## Supplied data
· · · · ·
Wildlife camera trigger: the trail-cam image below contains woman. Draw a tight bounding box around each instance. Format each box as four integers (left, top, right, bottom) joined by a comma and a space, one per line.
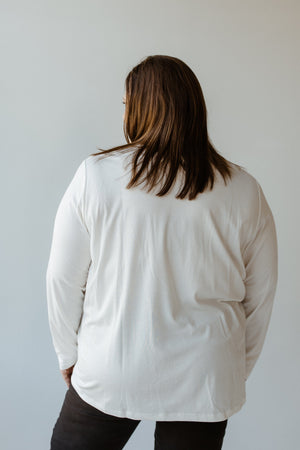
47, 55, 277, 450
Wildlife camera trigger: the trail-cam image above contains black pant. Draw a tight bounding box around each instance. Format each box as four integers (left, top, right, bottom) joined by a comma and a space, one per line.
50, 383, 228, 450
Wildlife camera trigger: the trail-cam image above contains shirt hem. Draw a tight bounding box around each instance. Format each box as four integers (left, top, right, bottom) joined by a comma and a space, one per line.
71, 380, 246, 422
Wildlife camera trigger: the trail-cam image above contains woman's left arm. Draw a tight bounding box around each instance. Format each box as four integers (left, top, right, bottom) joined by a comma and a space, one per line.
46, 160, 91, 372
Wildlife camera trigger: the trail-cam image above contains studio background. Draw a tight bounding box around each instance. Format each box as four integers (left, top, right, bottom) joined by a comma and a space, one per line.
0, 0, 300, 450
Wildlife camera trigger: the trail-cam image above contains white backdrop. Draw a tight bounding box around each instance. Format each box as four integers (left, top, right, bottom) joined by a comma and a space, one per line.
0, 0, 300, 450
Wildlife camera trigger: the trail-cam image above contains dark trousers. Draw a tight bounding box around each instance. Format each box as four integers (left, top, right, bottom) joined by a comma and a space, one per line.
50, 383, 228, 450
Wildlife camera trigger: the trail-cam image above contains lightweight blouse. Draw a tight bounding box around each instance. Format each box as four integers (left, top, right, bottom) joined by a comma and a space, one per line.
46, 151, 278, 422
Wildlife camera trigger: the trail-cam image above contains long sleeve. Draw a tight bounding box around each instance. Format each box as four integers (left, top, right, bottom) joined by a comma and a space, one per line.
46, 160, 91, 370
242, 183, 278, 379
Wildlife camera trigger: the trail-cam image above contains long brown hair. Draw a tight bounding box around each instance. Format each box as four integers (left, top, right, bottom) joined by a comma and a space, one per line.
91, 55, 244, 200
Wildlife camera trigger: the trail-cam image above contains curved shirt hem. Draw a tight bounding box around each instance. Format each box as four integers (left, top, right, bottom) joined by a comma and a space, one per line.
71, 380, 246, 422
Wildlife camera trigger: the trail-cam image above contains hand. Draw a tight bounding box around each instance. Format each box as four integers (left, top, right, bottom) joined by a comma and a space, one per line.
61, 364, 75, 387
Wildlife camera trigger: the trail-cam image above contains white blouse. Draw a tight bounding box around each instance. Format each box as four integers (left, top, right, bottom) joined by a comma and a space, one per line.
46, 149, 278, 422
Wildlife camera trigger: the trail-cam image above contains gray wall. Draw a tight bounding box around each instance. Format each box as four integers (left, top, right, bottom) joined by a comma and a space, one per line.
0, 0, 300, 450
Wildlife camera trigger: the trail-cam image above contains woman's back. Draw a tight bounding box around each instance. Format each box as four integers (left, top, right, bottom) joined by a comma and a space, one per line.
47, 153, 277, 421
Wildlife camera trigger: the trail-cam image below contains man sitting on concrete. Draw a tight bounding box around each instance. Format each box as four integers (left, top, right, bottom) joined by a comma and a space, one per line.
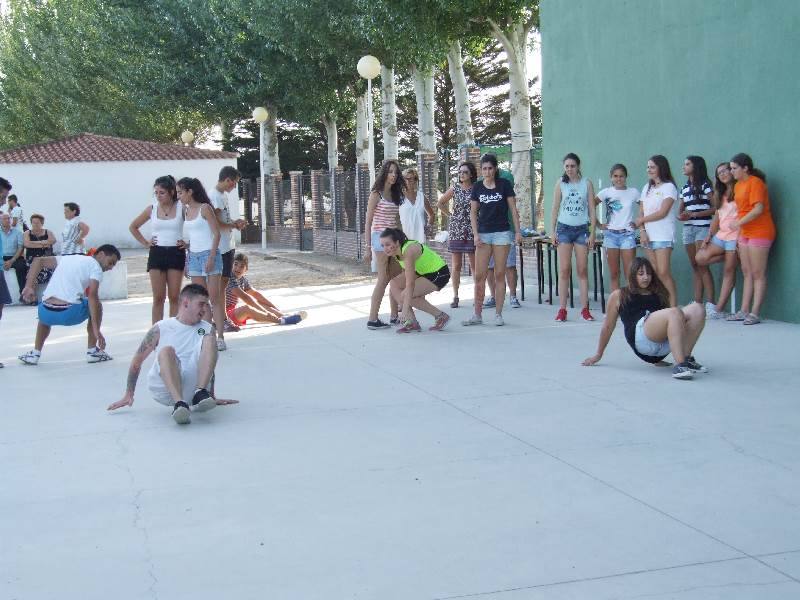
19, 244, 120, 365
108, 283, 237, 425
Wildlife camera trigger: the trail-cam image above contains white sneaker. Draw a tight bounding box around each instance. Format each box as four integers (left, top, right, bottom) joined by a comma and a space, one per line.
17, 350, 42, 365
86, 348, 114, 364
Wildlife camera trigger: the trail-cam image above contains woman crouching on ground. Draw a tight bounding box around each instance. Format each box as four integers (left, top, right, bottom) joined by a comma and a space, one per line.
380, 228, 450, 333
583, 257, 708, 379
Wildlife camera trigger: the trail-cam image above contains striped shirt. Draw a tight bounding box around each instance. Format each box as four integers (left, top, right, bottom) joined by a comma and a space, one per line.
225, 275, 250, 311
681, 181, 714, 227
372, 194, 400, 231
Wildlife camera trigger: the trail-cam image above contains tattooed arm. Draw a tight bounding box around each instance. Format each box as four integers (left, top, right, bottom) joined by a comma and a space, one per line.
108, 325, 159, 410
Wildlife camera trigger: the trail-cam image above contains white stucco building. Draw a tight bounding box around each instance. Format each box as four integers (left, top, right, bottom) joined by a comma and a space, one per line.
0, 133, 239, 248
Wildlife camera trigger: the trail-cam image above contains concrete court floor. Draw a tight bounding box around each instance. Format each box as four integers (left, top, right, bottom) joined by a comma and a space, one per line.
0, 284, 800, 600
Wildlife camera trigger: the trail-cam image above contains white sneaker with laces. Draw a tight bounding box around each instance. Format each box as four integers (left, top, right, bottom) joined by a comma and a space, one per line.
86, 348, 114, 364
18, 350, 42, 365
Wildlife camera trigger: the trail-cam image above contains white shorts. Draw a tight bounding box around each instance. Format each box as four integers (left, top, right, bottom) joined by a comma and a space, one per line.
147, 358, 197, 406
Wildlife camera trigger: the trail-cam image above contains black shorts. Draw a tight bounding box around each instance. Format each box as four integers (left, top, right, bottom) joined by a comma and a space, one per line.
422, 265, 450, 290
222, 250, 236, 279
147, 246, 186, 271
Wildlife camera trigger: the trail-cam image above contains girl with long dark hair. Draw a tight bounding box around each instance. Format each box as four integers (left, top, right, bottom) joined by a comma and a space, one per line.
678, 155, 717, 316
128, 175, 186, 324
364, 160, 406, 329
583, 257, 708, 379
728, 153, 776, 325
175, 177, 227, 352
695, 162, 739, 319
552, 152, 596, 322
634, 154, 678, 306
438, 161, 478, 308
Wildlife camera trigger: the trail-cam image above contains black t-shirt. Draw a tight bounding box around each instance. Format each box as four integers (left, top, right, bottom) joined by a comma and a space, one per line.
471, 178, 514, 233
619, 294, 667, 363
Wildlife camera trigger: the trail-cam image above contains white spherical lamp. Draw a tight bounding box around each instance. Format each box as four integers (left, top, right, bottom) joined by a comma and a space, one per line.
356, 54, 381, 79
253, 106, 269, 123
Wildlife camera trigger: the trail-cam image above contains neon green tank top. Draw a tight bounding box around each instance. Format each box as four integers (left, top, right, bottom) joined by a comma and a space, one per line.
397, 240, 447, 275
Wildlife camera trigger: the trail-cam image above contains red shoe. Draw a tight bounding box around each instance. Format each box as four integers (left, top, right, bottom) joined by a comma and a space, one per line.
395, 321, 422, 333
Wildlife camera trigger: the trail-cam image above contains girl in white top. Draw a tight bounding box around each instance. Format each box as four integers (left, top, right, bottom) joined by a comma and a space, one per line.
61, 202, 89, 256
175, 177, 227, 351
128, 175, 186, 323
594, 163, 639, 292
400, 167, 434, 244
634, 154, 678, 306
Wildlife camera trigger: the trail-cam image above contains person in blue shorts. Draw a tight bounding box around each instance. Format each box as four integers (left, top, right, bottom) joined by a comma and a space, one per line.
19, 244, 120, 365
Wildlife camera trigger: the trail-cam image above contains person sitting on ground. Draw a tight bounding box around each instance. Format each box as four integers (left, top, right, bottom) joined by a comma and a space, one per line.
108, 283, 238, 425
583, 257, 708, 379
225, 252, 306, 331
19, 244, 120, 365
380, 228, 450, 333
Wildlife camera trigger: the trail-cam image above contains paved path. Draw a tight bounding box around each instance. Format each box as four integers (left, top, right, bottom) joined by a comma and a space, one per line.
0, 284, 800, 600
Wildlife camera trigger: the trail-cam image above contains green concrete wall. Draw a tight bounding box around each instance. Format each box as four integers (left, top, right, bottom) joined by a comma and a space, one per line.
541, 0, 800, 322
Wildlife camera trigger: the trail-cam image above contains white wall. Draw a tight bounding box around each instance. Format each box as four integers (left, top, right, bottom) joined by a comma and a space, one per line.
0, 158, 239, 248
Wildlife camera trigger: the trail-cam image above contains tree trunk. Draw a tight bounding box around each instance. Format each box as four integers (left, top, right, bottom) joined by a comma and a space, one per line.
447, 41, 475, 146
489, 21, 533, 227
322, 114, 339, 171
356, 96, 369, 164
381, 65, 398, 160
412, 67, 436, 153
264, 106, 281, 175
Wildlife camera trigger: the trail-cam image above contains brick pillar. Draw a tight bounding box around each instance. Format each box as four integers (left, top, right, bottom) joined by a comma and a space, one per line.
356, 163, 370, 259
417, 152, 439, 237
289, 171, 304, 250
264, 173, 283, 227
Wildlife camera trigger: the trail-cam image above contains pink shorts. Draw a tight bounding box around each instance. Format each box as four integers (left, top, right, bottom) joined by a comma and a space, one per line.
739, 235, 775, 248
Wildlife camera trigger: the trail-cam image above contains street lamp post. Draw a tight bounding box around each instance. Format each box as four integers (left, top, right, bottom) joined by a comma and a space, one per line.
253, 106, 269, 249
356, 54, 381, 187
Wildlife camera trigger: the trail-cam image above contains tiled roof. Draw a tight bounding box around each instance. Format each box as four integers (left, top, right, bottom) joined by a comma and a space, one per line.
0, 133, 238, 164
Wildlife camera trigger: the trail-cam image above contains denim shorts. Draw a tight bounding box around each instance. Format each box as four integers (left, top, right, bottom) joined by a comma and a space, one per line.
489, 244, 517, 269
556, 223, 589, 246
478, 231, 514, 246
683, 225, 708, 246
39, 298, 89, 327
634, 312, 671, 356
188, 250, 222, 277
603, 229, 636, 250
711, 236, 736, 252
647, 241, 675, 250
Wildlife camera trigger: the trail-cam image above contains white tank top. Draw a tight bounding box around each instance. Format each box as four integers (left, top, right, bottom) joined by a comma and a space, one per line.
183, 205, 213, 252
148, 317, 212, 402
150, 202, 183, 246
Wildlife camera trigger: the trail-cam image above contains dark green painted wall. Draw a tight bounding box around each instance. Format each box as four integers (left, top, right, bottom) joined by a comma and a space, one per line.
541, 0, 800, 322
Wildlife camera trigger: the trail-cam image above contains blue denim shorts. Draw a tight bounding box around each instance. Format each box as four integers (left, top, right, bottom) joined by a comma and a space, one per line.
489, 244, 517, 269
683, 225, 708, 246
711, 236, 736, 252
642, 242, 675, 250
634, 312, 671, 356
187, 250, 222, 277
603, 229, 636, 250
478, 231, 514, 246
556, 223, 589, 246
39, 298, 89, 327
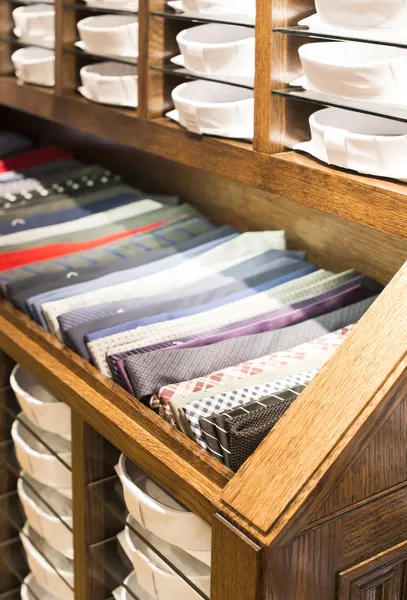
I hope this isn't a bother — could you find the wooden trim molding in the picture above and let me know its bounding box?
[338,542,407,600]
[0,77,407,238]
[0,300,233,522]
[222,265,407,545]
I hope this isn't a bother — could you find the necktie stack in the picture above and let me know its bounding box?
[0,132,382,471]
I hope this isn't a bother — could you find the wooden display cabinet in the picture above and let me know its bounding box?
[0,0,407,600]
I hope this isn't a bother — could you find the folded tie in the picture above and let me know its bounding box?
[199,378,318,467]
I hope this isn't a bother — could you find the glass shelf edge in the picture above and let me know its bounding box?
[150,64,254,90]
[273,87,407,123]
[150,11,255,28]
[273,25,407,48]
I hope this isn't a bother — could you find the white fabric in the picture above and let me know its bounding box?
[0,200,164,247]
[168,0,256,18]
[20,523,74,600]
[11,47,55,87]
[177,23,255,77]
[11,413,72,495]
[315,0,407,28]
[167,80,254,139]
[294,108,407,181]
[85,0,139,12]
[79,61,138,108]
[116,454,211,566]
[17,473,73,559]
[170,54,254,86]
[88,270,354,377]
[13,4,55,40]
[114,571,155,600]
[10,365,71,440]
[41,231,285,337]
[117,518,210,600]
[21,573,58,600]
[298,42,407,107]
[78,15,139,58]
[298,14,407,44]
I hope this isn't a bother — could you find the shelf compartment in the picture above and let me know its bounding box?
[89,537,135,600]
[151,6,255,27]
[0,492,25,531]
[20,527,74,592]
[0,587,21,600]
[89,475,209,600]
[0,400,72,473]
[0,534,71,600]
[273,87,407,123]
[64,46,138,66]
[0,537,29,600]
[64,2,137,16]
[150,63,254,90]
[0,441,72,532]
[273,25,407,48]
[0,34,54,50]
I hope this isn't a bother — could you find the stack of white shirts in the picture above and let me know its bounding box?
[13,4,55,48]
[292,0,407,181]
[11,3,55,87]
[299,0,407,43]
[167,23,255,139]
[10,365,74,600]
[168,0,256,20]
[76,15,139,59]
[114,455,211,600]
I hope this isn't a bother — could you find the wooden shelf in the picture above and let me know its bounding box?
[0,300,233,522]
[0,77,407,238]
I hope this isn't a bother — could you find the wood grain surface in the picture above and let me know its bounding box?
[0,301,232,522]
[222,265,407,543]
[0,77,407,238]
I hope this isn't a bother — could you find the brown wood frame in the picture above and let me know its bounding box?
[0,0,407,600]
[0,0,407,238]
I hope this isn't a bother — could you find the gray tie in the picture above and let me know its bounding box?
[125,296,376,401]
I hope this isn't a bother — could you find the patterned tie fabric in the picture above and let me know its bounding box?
· · · · ·
## Problem to work on
Update the part that opens with the line containing "above contains studio" and closes with the line containing "91, 55, 244, 200", changing "trail-cam image" to "camera photo" and leaving everything else unchanged. Return only those lines.

## Solution for this task
Wildlife camera trigger: the camera photo above contains studio background. Draw a tight bounding box around each instance. Format each box as four integers (left, top, right, bottom) joined by a comma and a space, one per line.
0, 0, 300, 450
Wildlife camera trigger: the camera photo above contains white backdrop. Draw a tight bounding box around each instance. Format each box as four integers (left, top, right, bottom) joined by a comma and a space, one per line.
0, 0, 300, 450
Wildlife camera trigger: the camera photo above contains dark trousers. Draw a tight bounding box around each instance. Format each box as four integers (left, top, right, bottom) joined by a comma and a space, one per line.
50, 383, 228, 450
Wildlife camera trigger: the camera photo above contains lightweight blouse. Draw a tight bounding box around each instance. Format each box as four integers (left, top, right, bottom) joined by a comma and a space, one per line.
46, 151, 278, 422
Wildlife camera trigger: the camera photo above contains long sleeve. Draw a tight bounding box around each instance. Format each box as four integers (left, top, right, bottom) joined by a comma and a space, one per line.
46, 160, 91, 370
242, 183, 278, 379
Wildlife camera trigger: the camera photo above contains long brown hair. Draw a tight bounding box around each instance. Format each box as four integers (left, top, right, bottom) joined by a comma and a space, one per line.
91, 55, 244, 200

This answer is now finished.